Stored records
____
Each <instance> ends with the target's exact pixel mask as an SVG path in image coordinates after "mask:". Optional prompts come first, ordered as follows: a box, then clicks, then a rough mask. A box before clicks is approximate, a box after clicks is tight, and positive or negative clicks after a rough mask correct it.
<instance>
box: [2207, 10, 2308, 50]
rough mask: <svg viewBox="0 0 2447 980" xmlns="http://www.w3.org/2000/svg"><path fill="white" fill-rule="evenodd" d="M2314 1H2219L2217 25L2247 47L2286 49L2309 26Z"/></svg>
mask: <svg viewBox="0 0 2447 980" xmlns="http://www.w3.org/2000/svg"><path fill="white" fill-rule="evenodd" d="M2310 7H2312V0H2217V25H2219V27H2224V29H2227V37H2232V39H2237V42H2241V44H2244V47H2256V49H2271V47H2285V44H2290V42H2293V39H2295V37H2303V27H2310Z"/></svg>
____
- [Problem to work on]
Identify each line in the entries with the word "instance" and copy it.

- [Completed exercise]
Each <instance> ends with the target's exact pixel mask as an SVG path in image coordinates after "mask:". Optional prompts come first, ordered as follows: a box, then clicks, then a rough mask. A box before clicks is approximate, a box after clicks is tight, and positive or negative clicks after a rough mask correct it.
<instance>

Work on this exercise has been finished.